EXERCISE OBJECTIVE: The required output is the exact sequence of lines from the line holding "# test: pointer returns one pin per instance of the murky" to the end of the records, inclusive.

[Data listing]

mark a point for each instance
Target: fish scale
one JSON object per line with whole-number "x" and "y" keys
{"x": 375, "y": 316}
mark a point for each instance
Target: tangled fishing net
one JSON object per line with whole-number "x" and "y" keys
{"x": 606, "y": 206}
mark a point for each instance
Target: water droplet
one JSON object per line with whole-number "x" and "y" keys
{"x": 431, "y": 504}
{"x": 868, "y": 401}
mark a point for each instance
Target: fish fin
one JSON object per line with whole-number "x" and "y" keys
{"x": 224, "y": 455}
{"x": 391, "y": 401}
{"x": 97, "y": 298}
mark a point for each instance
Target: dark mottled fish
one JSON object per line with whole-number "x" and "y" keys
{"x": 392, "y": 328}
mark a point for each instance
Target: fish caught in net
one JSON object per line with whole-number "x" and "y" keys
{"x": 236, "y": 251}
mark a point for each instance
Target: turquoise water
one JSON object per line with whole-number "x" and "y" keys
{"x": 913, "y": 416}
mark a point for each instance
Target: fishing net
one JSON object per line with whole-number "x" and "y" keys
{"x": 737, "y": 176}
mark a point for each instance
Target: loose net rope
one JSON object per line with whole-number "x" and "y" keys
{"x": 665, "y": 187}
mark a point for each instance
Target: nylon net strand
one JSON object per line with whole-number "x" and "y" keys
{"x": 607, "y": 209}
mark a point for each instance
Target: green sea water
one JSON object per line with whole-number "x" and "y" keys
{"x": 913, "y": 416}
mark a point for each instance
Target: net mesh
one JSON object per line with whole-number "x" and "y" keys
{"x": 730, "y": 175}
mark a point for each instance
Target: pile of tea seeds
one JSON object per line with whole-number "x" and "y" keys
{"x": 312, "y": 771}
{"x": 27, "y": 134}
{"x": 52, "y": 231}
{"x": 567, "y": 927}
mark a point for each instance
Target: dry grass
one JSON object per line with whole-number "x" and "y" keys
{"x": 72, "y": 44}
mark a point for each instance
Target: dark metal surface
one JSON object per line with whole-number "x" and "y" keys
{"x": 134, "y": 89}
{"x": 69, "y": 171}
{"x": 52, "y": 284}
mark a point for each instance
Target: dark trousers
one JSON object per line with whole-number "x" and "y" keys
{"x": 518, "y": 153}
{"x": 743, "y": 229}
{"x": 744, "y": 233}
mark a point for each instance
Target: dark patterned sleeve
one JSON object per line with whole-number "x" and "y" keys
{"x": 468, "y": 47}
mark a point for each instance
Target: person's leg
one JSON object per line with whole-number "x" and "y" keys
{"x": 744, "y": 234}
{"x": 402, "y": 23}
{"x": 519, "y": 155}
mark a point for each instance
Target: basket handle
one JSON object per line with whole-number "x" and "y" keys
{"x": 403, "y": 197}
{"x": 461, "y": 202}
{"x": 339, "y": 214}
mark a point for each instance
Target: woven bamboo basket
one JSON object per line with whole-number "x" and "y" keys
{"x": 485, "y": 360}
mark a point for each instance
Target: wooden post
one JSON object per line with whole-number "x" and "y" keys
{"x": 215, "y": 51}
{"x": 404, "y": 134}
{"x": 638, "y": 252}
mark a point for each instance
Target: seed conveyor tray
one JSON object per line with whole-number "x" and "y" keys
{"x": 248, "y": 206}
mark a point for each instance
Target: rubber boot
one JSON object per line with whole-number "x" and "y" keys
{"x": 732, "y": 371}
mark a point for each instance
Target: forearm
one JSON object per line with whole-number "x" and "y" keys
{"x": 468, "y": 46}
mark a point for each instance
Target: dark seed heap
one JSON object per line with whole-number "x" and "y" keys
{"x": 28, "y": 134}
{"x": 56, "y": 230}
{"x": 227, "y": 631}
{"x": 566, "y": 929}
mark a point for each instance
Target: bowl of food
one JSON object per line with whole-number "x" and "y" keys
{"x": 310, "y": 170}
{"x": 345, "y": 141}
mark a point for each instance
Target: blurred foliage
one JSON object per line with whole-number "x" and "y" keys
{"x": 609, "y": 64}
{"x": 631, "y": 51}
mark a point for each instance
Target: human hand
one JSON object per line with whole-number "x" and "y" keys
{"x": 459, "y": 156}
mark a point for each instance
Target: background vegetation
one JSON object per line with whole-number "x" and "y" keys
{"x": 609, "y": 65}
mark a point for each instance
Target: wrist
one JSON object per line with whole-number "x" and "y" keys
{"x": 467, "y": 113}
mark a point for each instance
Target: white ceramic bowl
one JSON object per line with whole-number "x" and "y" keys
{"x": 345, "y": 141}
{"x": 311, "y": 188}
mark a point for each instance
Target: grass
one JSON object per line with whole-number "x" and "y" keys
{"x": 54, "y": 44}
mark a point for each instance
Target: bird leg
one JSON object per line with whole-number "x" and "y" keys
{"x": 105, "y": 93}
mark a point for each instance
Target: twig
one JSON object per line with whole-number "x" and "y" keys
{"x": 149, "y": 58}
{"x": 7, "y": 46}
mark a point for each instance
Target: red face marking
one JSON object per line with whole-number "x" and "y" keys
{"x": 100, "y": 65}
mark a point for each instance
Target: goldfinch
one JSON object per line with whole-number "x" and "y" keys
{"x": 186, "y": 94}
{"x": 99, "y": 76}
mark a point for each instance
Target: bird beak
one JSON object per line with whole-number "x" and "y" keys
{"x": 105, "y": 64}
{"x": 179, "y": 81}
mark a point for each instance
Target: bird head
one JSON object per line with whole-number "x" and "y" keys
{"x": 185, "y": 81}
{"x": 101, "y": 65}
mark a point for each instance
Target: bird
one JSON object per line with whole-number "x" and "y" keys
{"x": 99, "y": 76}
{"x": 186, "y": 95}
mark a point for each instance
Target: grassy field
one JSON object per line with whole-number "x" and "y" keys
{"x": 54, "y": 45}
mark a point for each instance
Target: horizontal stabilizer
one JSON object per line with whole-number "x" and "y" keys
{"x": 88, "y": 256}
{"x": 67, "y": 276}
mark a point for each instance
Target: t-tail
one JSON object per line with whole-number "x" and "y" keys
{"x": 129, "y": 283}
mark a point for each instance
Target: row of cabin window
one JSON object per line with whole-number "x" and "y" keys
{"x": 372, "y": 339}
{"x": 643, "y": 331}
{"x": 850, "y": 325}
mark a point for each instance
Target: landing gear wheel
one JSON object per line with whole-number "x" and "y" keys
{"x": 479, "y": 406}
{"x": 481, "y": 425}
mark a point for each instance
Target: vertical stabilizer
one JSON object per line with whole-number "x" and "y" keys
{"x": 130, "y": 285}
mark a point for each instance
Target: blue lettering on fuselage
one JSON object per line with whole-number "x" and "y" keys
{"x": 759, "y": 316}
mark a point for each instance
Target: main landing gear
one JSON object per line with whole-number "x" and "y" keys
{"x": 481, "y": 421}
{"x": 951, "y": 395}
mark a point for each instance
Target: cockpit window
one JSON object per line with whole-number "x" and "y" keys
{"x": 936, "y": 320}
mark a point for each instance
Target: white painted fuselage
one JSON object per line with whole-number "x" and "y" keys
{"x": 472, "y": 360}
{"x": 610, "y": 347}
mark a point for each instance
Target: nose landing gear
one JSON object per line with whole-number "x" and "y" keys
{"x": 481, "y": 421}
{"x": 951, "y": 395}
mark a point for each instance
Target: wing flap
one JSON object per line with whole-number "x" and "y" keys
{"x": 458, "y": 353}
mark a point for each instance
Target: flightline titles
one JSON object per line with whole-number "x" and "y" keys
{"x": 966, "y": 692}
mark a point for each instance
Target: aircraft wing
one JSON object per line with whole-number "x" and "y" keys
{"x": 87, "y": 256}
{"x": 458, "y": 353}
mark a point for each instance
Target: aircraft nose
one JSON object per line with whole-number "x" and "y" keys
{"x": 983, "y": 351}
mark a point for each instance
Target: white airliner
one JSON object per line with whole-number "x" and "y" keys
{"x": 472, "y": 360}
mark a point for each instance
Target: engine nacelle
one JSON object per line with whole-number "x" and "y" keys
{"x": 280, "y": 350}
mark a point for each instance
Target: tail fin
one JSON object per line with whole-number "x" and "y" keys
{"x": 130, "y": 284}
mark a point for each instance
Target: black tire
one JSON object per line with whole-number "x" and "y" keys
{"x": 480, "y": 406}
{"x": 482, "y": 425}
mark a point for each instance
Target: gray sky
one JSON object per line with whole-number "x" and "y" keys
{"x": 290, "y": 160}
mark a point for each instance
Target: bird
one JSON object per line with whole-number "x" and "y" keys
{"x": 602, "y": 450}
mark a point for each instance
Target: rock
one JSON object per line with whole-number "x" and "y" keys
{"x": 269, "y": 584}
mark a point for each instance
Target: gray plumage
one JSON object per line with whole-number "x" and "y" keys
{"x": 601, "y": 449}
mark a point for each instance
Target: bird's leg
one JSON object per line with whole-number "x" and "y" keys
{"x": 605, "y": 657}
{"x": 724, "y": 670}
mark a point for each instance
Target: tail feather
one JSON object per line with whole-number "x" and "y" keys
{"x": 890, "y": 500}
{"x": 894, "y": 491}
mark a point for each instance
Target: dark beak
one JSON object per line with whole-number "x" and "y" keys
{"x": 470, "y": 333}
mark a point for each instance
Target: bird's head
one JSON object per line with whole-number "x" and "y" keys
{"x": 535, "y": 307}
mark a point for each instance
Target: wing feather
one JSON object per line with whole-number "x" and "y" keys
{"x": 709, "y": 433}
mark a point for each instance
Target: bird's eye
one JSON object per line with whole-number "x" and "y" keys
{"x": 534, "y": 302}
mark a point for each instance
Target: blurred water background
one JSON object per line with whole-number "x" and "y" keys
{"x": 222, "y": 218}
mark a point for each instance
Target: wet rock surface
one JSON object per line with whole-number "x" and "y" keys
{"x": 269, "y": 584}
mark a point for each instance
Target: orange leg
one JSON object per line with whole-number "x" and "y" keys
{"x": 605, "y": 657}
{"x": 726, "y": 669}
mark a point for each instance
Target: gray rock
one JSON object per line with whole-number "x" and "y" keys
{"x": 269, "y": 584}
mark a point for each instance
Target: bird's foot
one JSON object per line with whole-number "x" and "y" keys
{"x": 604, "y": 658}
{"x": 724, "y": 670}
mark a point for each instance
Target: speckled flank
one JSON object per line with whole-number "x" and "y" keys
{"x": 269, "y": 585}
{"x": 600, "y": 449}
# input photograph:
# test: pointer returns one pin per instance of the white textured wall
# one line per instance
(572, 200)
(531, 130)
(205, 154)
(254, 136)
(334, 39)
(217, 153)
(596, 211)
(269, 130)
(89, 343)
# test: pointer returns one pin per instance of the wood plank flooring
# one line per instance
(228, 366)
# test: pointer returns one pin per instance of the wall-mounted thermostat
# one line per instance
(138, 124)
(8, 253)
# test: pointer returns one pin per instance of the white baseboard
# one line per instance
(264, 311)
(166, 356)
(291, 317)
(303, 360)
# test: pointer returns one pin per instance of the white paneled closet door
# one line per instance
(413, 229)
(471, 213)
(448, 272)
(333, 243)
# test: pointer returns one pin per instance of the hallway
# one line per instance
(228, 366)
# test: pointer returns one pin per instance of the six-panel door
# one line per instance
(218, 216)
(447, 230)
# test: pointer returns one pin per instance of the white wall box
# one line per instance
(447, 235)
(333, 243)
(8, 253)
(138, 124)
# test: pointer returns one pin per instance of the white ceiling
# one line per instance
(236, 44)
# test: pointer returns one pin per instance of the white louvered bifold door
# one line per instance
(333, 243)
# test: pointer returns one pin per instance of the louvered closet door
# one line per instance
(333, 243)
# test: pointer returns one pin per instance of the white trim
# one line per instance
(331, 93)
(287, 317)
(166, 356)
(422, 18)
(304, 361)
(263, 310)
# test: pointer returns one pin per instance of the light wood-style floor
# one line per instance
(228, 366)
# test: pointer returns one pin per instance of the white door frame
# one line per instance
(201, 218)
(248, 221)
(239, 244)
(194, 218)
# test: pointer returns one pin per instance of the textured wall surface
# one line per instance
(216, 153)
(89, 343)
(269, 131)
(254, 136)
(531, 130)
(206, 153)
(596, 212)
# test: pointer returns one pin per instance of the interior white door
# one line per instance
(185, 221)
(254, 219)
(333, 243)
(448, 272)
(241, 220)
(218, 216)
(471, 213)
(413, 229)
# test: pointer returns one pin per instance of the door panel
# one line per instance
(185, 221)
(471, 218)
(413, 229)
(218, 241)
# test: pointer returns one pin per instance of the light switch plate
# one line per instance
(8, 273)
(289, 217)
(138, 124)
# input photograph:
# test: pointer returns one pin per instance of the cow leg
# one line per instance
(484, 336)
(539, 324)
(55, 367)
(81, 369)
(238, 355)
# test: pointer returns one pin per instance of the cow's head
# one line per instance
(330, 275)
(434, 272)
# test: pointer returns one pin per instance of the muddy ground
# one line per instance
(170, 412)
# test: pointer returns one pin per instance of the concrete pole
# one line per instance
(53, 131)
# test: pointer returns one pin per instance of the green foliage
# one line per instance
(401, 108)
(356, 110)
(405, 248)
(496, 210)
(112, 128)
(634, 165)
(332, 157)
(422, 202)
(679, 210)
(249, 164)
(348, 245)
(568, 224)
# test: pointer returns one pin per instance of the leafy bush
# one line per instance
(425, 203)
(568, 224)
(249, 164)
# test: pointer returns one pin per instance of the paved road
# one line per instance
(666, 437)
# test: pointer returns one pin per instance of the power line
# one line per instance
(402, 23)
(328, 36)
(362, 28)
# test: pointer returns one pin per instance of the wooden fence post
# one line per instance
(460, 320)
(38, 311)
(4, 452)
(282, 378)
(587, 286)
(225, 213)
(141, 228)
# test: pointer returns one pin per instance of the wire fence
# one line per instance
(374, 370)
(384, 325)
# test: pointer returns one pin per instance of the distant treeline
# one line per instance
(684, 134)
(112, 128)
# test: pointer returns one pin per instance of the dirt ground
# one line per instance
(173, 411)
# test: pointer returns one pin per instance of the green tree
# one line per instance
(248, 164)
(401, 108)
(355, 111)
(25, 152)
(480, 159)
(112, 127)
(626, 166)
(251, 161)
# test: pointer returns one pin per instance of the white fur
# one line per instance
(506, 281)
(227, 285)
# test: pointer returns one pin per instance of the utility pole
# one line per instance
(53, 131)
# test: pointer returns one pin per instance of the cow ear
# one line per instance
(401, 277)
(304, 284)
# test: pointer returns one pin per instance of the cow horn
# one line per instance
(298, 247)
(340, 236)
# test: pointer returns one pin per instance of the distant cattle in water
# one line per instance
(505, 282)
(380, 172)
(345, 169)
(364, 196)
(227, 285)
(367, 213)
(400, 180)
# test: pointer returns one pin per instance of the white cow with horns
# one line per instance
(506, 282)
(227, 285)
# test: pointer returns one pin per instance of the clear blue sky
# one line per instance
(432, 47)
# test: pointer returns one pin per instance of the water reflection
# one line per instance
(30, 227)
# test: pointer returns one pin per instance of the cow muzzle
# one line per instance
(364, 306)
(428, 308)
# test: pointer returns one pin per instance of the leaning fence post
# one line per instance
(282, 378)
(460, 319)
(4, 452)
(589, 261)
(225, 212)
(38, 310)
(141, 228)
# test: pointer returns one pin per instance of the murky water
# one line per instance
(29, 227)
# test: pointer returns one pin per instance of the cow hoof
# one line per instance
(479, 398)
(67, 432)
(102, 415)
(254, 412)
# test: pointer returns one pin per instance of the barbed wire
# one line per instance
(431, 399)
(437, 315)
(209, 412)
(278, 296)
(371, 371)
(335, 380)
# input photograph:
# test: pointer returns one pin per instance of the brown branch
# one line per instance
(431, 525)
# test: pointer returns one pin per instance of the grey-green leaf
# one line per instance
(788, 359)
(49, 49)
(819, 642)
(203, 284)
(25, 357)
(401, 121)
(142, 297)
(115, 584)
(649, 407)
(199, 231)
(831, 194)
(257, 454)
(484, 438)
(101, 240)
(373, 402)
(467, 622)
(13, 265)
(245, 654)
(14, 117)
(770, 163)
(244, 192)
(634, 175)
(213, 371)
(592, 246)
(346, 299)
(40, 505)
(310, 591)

TASK RESULT:
# test: pointer returns one pin per instance of the murky water
# one line per instance
(29, 227)
# test: pointer returns one pin per instance of the cow hoof
# one line per instance
(479, 398)
(67, 432)
(102, 415)
(254, 412)
# test: pointer returns one pin per instance of the barbed wire
# one line per instance
(431, 399)
(437, 315)
(209, 412)
(278, 296)
(371, 371)
(335, 380)
# input photograph:
# test: pointer returns one pin per instance of the brown branch
# one line per instance
(431, 525)
# test: pointer returns one pin per instance of the grey-green leaf
# one line per instance
(788, 359)
(49, 49)
(819, 642)
(203, 284)
(25, 357)
(401, 121)
(142, 297)
(115, 584)
(649, 407)
(199, 231)
(831, 194)
(257, 454)
(484, 438)
(101, 240)
(373, 402)
(467, 622)
(13, 265)
(245, 654)
(14, 117)
(770, 163)
(244, 192)
(634, 175)
(213, 371)
(592, 246)
(346, 299)
(40, 505)
(310, 591)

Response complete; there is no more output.